THE PROBLEM
Answer these questions from the cycling training article:
(a) What speech does the article say every parent has probably given to their kids at some point?
(b) In what setting does the writer place the conversations about today's students?
(c) In which year of university did the writer receive a lousy set of marks?

READING PASSAGE
= = =

Toolbox: How do you go about making a scientific comparison of cycling training over time? Every parent, at some time or another, probably has given the “when I was your age” speech to their kids. And within any sport, an ageless argument is always how the current generation of stars match up to the titans of the sport’s history.
Merckx and the new Merckx – Evenepoel
As an university professor, a perennial favourite topic of conversation in the faculty lounge are the state of today’s students compared to previous generations or, heaven forbid, how we behaved as undergraduates. We obviously live life through a very biased perspective, because the underlying theme is almost always that students today are nowhere near as hardworking or committed as our own generation.
That’s of course largely baloney, as our selective memory generally tend to forget the times that we spent partying during our undergrad days and, in my case, the lousy set of marks I had in second year because I thought I had university nailed and didn’t bother working hard at my studies!

= = =

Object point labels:
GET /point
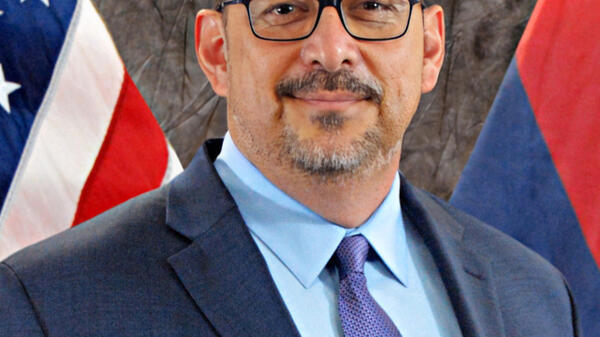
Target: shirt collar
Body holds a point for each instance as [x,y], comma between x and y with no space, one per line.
[301,239]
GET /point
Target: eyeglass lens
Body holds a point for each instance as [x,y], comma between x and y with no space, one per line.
[292,19]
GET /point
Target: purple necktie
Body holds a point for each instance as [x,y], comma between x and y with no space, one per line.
[361,316]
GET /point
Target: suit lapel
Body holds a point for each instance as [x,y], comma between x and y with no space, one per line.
[222,269]
[467,277]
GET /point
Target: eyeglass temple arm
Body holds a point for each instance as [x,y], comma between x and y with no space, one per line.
[227,3]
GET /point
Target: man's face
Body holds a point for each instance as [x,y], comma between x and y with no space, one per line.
[328,105]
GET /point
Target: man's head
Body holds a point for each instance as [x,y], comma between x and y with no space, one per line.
[335,98]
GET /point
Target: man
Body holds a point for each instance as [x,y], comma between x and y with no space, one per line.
[302,226]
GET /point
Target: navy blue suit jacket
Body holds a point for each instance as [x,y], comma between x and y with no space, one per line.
[179,261]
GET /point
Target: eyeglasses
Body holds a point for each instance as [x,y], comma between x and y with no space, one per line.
[290,20]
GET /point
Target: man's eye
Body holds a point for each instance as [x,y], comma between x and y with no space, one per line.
[283,9]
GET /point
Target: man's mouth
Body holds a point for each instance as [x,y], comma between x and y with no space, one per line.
[330,100]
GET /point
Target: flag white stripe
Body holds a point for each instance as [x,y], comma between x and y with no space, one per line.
[67,136]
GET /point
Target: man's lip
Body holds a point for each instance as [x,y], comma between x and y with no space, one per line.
[330,96]
[330,100]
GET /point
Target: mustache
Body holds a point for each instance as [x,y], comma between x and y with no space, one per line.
[330,81]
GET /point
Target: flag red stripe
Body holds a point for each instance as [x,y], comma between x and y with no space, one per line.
[132,160]
[558,62]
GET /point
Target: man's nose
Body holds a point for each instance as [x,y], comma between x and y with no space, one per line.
[330,47]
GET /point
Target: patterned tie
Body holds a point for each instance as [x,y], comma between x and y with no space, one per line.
[361,316]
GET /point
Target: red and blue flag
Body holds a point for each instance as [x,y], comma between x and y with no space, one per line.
[535,169]
[76,136]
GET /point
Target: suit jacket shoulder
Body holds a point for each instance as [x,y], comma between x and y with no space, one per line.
[530,296]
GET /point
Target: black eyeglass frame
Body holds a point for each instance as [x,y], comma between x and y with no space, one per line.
[322,5]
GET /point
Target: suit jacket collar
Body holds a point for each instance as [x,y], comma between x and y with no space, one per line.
[222,269]
[467,276]
[226,275]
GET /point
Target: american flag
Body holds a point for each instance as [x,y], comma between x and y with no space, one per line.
[76,137]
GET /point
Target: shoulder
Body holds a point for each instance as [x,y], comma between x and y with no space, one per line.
[482,239]
[531,293]
[113,246]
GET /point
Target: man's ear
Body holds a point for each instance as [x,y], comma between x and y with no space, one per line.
[433,46]
[210,49]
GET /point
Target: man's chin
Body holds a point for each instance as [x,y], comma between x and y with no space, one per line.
[332,161]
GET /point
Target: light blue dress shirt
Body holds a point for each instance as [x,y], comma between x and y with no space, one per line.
[298,244]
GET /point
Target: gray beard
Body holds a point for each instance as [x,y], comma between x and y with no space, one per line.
[361,156]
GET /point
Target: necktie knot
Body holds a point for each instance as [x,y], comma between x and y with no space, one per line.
[351,255]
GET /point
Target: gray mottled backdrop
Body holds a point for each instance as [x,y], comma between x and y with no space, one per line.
[156,41]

= = =

TASK OUTPUT
(a) The "when I was your age" speech.
(b) The faculty lounge.
(c) Second year.